* _What to do_
Copy the stretch of lines from the one containing "the dog's head" through the end of the lines, keeping the requests unchanged and increasing every coordinate in the answers by 59.

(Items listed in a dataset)

· · · · ·

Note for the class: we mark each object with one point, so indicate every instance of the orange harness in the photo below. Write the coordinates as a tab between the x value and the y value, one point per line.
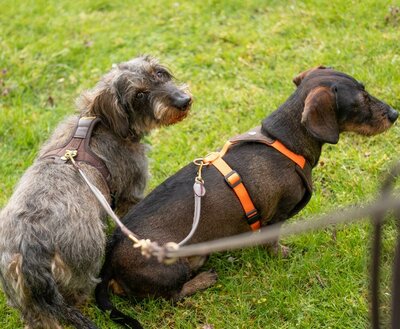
234	180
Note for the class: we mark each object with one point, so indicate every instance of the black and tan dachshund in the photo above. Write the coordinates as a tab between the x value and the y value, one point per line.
325	103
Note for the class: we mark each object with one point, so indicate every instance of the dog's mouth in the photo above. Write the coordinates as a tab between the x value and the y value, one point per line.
168	115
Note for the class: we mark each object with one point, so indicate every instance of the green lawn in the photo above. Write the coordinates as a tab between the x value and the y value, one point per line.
239	58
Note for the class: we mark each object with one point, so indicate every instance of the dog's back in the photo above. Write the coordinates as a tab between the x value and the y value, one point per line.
325	103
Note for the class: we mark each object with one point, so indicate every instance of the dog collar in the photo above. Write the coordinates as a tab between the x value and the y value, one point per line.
79	144
234	180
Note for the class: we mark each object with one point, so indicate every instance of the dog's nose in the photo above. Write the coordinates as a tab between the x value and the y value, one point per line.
393	115
181	101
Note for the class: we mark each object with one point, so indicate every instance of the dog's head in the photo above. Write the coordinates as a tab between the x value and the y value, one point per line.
137	96
336	102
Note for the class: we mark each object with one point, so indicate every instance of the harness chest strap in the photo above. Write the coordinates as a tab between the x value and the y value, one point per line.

· · · · ·

* _Reply to the task_
Note for the class: we mark each object with one point, so indicate every instance of the dog's head in the photo above. Write the coordinates as a tab between the x value and the y value, one point per line.
196	155
395	161
Note for the class: we mark each object with one point, so indicate every instance of the harness chest strap in the photo above. Write the coordinates as a tab between the x value and the y value, one point per line.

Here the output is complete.